- [PROBLEM DESCRIPTION]:
Beneath this task is a listing; retype all of it exactly.

--- AVAILABLE RECORDS ---

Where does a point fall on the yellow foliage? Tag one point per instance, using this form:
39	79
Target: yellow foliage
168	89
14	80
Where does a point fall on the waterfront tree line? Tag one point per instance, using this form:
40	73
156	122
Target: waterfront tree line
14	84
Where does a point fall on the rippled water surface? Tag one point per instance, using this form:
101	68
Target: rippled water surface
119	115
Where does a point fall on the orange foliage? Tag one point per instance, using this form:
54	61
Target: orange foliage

---

- [ANSWER TO THE TASK]:
Where does a point fall on the yellow foliage? Tag one point per instance, using this form:
39	79
Target: yellow foliage
168	89
14	80
Where does a point fall on the waterfront tree line? Tag one point per instance, using this form:
40	73
156	122
Target: waterfront tree line
14	84
Where does a point fall on the rippled water surface? Tag one point per instance, using this form:
101	68
Target: rippled water surface
119	115
Where does a point fall on the orange foliage? Tag one point per instance, using this form:
54	61
Target: orange foliage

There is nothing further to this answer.